* Problem requirements
Everything from the line containing "Note: one point per instance of the leaf" to the end of the records should be reproduced exactly, and nothing before it.

* Given records
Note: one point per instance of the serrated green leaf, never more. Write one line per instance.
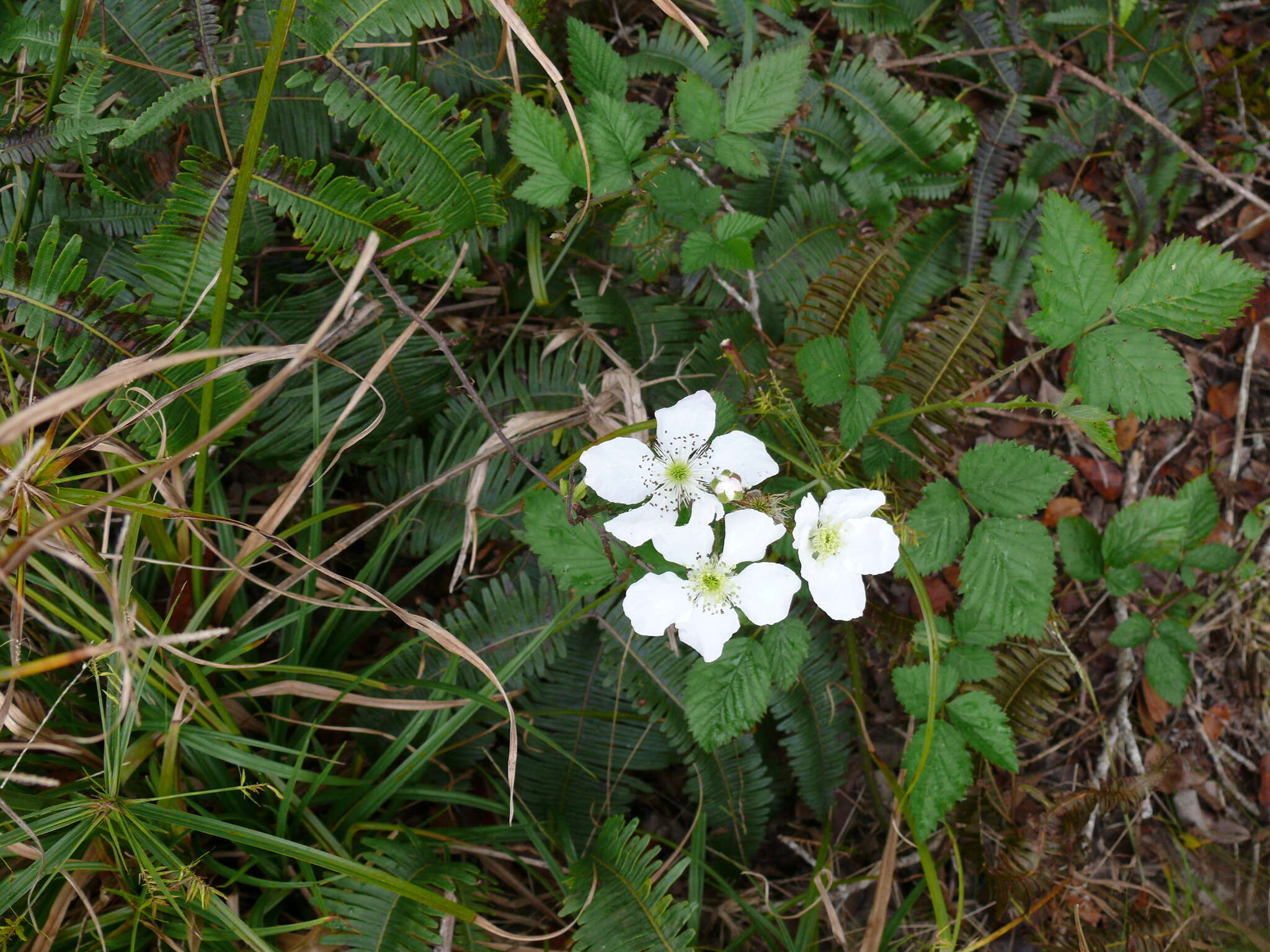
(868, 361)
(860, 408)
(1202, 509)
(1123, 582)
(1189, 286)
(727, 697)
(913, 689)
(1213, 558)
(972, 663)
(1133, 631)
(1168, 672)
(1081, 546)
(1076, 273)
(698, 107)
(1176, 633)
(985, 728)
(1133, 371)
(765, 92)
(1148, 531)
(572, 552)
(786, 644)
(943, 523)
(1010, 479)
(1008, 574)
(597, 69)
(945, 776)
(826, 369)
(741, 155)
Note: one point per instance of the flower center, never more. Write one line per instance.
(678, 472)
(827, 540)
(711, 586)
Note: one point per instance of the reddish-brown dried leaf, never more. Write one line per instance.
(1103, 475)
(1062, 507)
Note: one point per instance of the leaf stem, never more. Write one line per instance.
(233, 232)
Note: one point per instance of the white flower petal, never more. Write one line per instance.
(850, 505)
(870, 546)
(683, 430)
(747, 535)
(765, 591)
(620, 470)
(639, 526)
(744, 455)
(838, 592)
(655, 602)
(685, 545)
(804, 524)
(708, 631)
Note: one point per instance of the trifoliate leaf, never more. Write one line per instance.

* Solution
Note: one point per instance of the leaf stem, never more. Write one line per instance.
(233, 232)
Note: one point per instance of the white flower petal, never more. Write one line per instance.
(850, 505)
(870, 546)
(683, 430)
(747, 535)
(765, 591)
(620, 470)
(639, 526)
(744, 455)
(838, 592)
(655, 602)
(685, 545)
(804, 524)
(708, 631)
Note: one point per instance of the trifoliate leaf, never more. Write one line per instance.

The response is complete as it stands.